### SELECTION
==================================================

In response to the intensifying missile threats, the Japanese government is taking serious steps toward considering acquiring the capability to attack enemy bases. The Asahi Shimbun, the Mainichi Shimbun, and the Tokyo Shimbun voiced strong opposition to allowing a strike against the enemy’s missile sites, calling it violation of the principle of exclusive defense. The Sankei Shimbun viewed the capability as an effective means of defense and urged the government to swiftly make the decision to acquire such a capability.

 

In the beginning of August, the Liberal Democratic Party (LDP) made a proposal to the government on enhancing deterrence capability. In the proposal, the party effectively requested the government to acquire the capability to strike enemy bases, calling it an “ability to forestall an enemy’s ballistic missiles and other projectiles in places including inside an enemy’s territory.” The government will discuss the matter in the National Security Council (NSC), and the general direction will be determined by mid-September.

 

The Sankei Shimbun supported the LDP proposal as it “is the opinion of the largest ruling party reached after a careful and serious consideration of Japan’s capabilities to preserve the peace and protect its people.” (August 3). The Yomiuri Shimbun joined in the support of the attack capability, writing: “It is reasonable to have the option of attacking an enemy’s missile site if Japan is likely to suffer harm. The implementation of self-defense measures against a country that initiates an armed attack is internationally accepted” (August 10).

 

The Nikkei Shimbun didn’t advocate either argument, only writing: “As we face more difficulties countering new types of missiles developed by North Korea and Russia, it is advisable to discuss the matter in the broader context of enhancing overall deterrence capabilities” (August 1).

 

The Asahi Shimbun, meanwhile, was critical of the LDP proposal. “The capability to attack enemy bases presents practical problems beyond its constitutionality. A mistaken judgment could lead to an attack that amounts to a preemptive strike, which is a violation of international law. Determining the target is hard. An enemy counterattack would be inevitable. Furthermore, the number of missions assigned to the Self-Defense Forces (SDF) is already on the rise, straining their manpower and budget. Nor can the impact on Japan’s diplomacy with its neighbors be ignored. Did the LDP research and discuss all these potential ramifications sufficiently in depth?”

==================================================

### ENTRIES PROVIDED
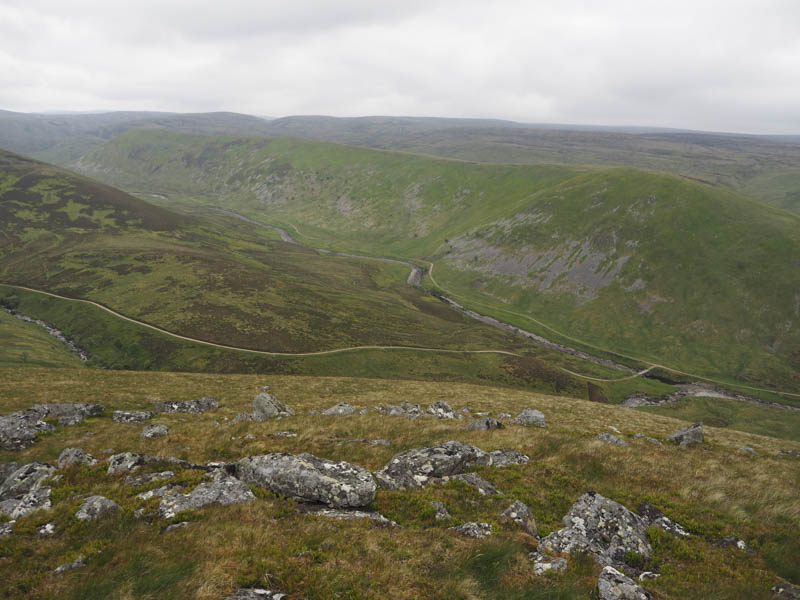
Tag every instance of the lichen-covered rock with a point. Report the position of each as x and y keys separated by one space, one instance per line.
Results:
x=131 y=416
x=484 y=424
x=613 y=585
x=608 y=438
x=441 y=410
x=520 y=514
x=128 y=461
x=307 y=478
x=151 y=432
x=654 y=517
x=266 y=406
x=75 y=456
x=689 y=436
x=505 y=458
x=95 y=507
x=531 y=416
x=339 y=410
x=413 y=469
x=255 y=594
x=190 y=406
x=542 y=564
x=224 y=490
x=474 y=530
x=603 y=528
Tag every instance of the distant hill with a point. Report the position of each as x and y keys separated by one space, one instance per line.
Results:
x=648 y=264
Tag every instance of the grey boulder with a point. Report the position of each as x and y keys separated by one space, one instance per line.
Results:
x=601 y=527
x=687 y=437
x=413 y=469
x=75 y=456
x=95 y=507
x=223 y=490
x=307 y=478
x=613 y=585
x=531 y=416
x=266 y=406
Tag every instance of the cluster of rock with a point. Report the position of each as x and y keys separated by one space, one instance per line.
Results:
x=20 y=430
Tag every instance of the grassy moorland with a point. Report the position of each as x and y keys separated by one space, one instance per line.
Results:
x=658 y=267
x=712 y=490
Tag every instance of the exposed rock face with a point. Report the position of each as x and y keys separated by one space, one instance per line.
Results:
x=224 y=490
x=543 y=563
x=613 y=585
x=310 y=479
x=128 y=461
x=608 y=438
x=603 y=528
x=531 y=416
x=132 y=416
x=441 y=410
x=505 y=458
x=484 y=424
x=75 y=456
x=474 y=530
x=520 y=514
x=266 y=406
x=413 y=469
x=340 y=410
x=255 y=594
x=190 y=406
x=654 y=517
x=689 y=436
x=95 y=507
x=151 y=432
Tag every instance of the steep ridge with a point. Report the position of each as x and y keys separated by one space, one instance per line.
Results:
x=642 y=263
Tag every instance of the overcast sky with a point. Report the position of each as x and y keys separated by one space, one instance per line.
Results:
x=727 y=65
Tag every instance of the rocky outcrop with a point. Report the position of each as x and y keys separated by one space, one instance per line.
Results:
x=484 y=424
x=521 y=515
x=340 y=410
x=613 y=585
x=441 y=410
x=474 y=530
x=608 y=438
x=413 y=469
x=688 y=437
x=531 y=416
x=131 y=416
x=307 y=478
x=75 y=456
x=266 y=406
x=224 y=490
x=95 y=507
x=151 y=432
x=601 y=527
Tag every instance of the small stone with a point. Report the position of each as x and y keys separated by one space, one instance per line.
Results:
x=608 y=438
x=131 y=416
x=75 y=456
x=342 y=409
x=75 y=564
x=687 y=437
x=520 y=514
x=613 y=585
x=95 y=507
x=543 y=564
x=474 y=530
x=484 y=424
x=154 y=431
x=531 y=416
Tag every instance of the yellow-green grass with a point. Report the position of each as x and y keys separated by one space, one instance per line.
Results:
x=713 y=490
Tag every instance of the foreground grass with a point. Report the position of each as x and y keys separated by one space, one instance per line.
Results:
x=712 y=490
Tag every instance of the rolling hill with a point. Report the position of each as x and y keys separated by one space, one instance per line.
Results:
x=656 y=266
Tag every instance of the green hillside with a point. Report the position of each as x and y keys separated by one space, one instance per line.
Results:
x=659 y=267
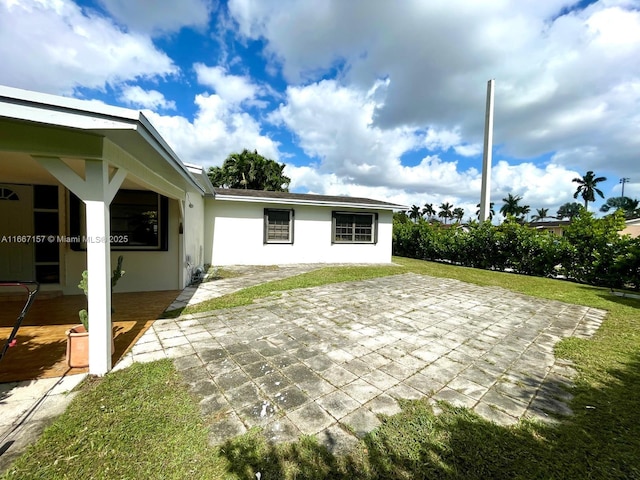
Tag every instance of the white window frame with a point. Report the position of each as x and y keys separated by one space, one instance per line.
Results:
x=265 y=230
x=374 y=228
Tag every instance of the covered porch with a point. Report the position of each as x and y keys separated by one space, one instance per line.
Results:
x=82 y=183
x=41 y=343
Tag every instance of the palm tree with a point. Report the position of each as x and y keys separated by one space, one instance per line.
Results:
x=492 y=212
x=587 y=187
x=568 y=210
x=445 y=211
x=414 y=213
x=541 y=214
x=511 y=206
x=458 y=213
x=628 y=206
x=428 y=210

==================================================

### PROBLEM TO SOLVE
From the text on Japan's debate over striking enemy bases, extract word for word the part running from "In response to" up to and including "such a capability.".

### SOLUTION TO THE EXERCISE
In response to the intensifying missile threats, the Japanese government is taking serious steps toward considering acquiring the capability to attack enemy bases. The Asahi Shimbun, the Mainichi Shimbun, and the Tokyo Shimbun voiced strong opposition to allowing a strike against the enemy’s missile sites, calling it violation of the principle of exclusive defense. The Sankei Shimbun viewed the capability as an effective means of defense and urged the government to swiftly make the decision to acquire such a capability.